------ Records for the exercise

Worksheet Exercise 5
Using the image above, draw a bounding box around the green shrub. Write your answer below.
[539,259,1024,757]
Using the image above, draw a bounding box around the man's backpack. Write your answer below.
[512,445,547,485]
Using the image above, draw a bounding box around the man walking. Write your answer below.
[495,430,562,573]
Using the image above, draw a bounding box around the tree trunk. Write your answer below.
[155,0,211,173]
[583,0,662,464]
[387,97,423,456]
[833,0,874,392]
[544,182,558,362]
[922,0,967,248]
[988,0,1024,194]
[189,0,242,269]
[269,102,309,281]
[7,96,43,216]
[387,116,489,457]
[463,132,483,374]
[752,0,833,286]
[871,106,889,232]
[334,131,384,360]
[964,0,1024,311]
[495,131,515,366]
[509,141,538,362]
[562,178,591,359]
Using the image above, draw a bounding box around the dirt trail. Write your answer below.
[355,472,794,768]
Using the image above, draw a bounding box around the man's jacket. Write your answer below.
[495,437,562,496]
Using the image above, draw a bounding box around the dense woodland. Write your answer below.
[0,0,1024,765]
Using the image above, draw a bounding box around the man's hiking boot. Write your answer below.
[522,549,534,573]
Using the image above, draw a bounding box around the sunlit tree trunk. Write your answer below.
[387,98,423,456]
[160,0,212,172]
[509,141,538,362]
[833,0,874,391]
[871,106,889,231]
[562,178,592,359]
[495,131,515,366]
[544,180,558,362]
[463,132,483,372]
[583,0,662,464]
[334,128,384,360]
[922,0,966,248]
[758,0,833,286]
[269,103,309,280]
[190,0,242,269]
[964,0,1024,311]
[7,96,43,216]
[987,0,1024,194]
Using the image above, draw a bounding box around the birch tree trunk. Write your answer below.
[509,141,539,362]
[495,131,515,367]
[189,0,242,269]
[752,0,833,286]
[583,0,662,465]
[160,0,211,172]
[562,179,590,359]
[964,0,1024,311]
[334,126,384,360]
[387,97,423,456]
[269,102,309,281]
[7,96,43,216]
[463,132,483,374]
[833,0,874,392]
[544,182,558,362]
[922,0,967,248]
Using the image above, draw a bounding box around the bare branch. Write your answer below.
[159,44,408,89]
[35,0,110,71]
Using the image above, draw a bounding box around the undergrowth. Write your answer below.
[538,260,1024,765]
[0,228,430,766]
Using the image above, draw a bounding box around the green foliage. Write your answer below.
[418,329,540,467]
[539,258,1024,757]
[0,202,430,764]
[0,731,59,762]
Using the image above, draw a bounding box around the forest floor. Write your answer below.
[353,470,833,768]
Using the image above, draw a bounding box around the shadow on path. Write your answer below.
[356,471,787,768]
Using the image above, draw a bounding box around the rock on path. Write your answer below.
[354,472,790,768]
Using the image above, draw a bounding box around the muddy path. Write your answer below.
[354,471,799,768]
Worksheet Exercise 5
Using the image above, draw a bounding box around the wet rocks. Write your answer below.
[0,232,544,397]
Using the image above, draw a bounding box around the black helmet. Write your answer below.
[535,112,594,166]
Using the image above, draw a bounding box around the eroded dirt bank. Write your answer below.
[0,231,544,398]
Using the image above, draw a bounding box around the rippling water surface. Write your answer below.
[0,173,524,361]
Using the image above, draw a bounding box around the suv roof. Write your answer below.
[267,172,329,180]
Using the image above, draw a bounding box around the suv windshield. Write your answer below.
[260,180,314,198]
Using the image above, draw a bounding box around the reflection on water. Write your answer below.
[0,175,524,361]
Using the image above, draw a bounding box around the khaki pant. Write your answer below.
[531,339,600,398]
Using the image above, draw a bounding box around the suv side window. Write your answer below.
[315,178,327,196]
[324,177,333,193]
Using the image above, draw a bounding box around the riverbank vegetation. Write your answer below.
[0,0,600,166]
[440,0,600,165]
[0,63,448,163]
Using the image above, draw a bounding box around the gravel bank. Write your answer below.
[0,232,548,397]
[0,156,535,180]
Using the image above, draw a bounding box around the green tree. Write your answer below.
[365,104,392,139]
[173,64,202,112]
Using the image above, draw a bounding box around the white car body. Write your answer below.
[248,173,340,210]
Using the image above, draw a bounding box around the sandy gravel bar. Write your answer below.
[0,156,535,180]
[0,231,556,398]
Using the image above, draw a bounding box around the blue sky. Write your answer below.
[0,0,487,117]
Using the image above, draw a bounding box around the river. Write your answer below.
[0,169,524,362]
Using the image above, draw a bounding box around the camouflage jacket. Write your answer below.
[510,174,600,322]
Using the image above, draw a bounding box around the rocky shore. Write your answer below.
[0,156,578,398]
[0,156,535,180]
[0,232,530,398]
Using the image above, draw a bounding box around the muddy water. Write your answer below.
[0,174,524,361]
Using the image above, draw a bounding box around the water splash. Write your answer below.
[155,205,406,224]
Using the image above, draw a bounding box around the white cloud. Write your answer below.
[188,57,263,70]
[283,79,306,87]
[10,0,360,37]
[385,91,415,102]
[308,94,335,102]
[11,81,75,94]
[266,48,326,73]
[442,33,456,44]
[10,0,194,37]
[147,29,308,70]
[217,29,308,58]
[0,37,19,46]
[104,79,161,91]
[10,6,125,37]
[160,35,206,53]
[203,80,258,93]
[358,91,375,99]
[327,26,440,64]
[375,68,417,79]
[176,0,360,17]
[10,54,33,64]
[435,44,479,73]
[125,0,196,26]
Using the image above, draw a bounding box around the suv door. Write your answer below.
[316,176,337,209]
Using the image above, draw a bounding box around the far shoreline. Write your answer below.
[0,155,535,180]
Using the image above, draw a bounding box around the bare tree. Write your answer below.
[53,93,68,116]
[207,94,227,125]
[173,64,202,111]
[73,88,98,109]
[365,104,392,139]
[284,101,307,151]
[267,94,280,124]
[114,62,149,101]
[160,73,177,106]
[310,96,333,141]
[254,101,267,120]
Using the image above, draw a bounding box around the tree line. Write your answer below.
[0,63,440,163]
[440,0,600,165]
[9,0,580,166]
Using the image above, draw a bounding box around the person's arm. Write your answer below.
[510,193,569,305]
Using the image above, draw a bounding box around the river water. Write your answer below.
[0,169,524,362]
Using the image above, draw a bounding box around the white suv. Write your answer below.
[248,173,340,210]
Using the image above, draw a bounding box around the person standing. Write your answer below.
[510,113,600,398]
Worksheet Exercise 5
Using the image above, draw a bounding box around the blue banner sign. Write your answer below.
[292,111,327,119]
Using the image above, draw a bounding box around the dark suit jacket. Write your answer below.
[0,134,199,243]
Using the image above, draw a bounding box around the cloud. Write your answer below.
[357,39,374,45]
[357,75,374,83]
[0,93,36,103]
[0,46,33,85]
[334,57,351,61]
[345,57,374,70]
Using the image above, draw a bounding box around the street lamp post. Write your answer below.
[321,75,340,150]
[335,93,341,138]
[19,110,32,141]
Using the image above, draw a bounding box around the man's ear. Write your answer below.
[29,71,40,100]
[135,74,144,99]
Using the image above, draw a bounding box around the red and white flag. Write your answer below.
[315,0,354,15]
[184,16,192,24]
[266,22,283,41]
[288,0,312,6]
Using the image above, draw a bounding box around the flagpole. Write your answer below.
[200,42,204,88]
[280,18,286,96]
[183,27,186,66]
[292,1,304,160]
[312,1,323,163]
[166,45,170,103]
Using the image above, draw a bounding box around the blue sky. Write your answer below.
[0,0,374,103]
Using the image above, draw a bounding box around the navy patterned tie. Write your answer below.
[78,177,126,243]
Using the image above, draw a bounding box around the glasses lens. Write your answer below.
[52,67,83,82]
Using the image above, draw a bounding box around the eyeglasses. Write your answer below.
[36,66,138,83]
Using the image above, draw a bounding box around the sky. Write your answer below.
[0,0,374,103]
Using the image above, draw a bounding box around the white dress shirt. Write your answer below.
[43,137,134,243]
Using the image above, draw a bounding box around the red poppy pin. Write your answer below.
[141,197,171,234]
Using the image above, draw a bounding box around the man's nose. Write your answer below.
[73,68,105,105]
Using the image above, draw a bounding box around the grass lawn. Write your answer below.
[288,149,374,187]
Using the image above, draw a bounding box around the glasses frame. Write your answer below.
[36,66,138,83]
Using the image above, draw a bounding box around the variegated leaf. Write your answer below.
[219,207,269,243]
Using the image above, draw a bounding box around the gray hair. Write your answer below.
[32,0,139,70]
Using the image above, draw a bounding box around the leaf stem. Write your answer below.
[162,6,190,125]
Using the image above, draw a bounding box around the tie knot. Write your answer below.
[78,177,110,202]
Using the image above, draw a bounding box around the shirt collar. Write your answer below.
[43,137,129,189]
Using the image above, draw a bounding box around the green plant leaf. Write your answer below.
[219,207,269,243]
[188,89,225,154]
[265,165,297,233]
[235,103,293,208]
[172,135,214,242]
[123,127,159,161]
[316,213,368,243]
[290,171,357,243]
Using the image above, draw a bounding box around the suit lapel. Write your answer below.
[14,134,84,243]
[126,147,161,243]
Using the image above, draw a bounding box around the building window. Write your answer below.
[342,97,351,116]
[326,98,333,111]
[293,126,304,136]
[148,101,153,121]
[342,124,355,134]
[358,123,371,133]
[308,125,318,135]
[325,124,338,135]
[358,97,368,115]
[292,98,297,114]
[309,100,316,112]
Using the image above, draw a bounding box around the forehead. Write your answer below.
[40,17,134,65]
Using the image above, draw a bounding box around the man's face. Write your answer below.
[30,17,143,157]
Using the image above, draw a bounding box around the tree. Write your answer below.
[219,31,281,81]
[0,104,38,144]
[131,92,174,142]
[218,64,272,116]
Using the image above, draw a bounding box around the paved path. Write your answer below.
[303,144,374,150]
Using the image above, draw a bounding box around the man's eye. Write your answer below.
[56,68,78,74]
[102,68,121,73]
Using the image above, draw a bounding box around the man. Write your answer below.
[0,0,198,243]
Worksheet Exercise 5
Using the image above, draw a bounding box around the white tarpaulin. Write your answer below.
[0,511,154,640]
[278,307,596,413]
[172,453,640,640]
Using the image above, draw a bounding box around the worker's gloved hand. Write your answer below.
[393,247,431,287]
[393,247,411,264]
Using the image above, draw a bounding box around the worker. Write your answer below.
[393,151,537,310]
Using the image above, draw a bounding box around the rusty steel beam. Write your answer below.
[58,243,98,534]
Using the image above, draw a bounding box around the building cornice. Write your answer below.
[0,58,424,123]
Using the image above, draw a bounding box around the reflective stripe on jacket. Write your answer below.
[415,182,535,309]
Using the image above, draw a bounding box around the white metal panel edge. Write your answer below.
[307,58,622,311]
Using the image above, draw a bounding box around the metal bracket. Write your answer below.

------------

> _Description of the task_:
Count the lines in the items above that contain the string "suit", with case counting. Reply with the number alone.

> _Completed exercise_:
2